What you have to do:
The line containing "You are given a photograph. For the pink petal" marks where copying starts, so set down that line and each one after it exactly, through the end of the records.

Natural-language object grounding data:
==================================================
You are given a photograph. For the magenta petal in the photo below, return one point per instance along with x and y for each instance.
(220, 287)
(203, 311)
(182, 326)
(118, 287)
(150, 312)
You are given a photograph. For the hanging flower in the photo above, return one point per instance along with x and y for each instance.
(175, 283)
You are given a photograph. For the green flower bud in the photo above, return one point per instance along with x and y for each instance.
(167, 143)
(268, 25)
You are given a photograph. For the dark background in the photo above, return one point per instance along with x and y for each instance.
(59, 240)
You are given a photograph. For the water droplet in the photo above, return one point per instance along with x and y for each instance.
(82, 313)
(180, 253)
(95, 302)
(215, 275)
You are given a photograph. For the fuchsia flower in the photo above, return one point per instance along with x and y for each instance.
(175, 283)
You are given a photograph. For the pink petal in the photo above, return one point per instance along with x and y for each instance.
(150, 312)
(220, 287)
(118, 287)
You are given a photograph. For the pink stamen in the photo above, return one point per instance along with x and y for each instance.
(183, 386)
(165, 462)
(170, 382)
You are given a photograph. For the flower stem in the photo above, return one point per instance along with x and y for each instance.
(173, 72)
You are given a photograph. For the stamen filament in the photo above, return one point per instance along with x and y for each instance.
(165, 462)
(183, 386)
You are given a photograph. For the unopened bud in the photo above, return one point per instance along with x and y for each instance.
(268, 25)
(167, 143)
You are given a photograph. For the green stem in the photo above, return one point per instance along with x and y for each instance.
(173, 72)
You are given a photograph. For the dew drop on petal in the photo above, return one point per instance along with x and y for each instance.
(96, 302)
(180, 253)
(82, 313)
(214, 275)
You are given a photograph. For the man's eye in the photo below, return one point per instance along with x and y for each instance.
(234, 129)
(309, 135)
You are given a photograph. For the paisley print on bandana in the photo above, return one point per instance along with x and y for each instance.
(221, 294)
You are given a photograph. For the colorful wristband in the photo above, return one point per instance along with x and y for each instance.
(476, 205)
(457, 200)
==================================================
The answer:
You are given a photograph. For the pink petal in the photo above, return one point per instance along with x and y for each instance.
(150, 312)
(220, 287)
(118, 287)
You are given a photograph. For the pink stamen in the photo above, return one point per instance along with x and y for each instance.
(183, 386)
(165, 462)
(170, 382)
You are given a photograph. For the flower stem in the photo above, return one point per instance along with x and y for each instance.
(173, 72)
You are given a photograph. For the stamen filament in the photo above, return one point per instance along with x and y for each instance.
(165, 462)
(183, 386)
You are given a photograph. For the unopened bud in the photo above, return one point per instance along with x and y for each instance.
(268, 25)
(167, 143)
You are given a photograph. For the green stem in the photo above, return one point per instance along with x and y for each instance.
(173, 72)
You are given a photograph. For the dew drop on petal in the photo above, return one point per instance along with x and y for each instance.
(96, 302)
(180, 253)
(82, 313)
(214, 275)
You are given a photograph. For the man's eye in the photo below, return one point per instance along with x and y for each instance.
(234, 129)
(309, 135)
You are given a photograph. For the paisley print on bandana in the photo above, return one point per instance along with x and y for each instance.
(221, 294)
You are given a photograph. For the colorful wristband in the photo above, return one point per instance along with x and y for each instance.
(476, 205)
(457, 200)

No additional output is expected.